=== Section Start ===
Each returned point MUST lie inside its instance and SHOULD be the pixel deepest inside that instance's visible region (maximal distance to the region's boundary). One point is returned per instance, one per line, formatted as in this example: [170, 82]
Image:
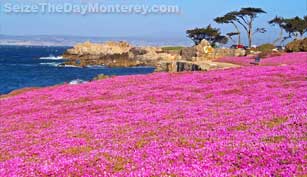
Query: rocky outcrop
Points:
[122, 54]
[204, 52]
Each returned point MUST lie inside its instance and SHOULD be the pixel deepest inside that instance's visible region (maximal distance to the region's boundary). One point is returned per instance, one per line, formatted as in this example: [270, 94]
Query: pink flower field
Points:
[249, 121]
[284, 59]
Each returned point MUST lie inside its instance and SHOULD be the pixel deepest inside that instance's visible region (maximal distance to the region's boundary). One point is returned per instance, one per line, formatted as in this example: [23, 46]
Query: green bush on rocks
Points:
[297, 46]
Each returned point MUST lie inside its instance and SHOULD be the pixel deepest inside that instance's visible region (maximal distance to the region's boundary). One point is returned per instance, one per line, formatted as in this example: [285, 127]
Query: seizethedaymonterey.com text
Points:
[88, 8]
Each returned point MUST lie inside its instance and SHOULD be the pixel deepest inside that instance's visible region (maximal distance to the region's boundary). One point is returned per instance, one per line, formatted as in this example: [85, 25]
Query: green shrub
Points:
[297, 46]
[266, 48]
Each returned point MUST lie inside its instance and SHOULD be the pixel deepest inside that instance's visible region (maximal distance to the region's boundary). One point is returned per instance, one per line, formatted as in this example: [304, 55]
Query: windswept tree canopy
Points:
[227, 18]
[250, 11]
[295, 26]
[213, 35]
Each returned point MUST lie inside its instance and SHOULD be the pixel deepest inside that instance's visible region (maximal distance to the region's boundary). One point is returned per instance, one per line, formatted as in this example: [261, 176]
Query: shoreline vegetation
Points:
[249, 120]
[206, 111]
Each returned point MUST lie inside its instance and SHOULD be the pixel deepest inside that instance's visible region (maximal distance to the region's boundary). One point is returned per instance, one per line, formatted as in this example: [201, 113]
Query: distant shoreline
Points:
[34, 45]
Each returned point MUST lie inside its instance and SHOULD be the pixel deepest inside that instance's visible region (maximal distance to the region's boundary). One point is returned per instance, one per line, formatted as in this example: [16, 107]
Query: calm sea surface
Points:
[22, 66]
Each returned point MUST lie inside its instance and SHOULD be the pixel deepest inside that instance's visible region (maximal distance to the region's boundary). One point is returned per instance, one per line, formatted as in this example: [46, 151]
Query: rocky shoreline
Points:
=== Section End ===
=== Section Start ===
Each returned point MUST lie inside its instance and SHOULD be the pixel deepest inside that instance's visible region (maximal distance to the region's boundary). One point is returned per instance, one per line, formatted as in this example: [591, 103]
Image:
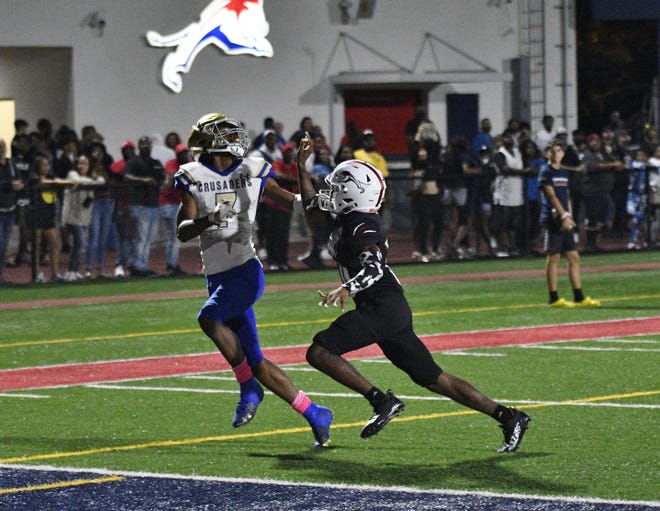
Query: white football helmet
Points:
=== Section End ===
Work to complete:
Only lines holding the word "Query" belong in the answer; copy all of them from the records.

Expected output:
Query: rocky outcrop
Query: pink flower field
Query: green bush on rocks
Query: seizethedaymonterey.com text
Query: green shrub
Query: windswept tree canopy
Query: shoreline vegetation
Query: distant shoreline
Query: calm sea surface
Query: rocky shoreline
Query: white football helmet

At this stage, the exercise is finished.